Copy all the lines below, multiplying every coordinate in the answers by 2.1 and rounding each result to a whole number, with halves rounded up. Leave the pictures out.

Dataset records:
+ + + + + + +

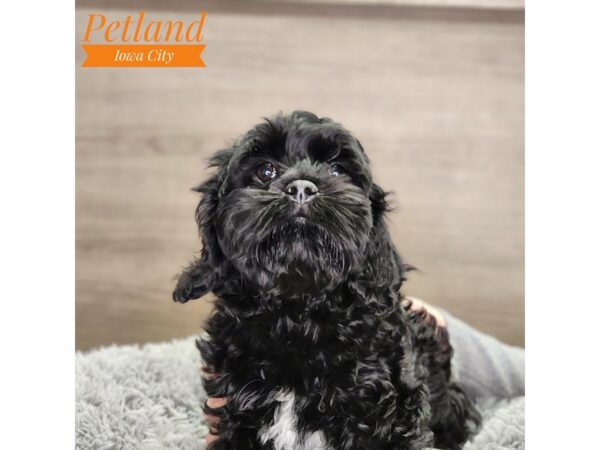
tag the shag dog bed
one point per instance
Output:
(151, 396)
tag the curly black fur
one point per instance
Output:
(309, 332)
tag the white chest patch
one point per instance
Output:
(283, 432)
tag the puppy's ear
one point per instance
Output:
(384, 267)
(206, 272)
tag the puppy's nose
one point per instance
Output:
(301, 191)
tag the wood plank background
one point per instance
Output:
(435, 96)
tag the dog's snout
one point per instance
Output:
(301, 191)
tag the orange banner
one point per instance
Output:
(143, 56)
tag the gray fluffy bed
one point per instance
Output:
(150, 397)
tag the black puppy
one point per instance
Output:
(309, 340)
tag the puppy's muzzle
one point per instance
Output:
(301, 191)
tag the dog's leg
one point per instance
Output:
(454, 417)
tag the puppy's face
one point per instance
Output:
(293, 213)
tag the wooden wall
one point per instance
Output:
(435, 96)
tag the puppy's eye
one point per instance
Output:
(266, 172)
(336, 170)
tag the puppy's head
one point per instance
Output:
(291, 211)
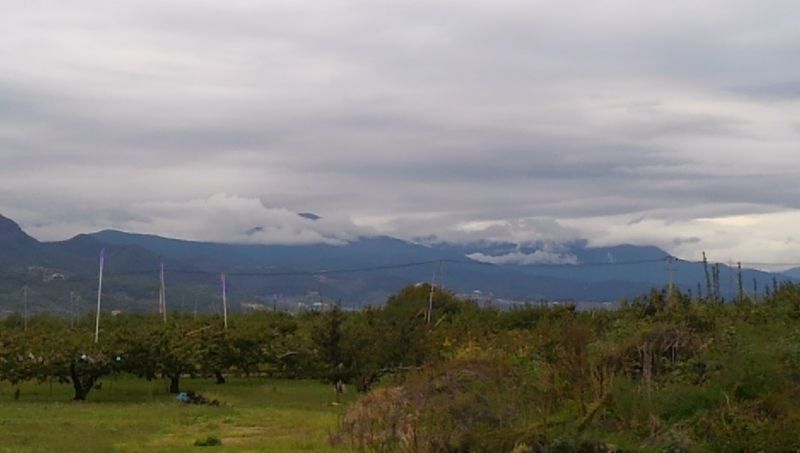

+ + + + + + +

• **Task response**
tag the shag dog bed
one point per instance
Output:
(317, 832)
tag the curly black fur
one point per instance
Output:
(649, 697)
tag the white chest patch
one point per instance
Output:
(594, 907)
tag the puppy's ear
one point per instance
Output:
(806, 561)
(433, 571)
tag the puppy's nose
one point per instance
Output:
(632, 401)
tag the wood plank background
one point per instance
Output:
(914, 202)
tag the dog's snout
one point per instance
Output:
(632, 401)
tag the orange banner
one point per instance
Output:
(300, 118)
tag the gray fluffy bed
one point per instance
Output:
(315, 834)
tag the black puppy
one point per instance
Output:
(649, 714)
tag the puppy's muzzle
one point per instance
Output:
(632, 401)
tag the dog's leg
one point per instance
Output:
(953, 876)
tag the puppy's face
one point per instance
Output:
(615, 447)
tag the wooden wall
one point per instance
Output:
(914, 202)
tag the puppy's eye
one point per instance
Output:
(559, 361)
(706, 357)
tag the puppy's head
one point per instance
Output:
(611, 443)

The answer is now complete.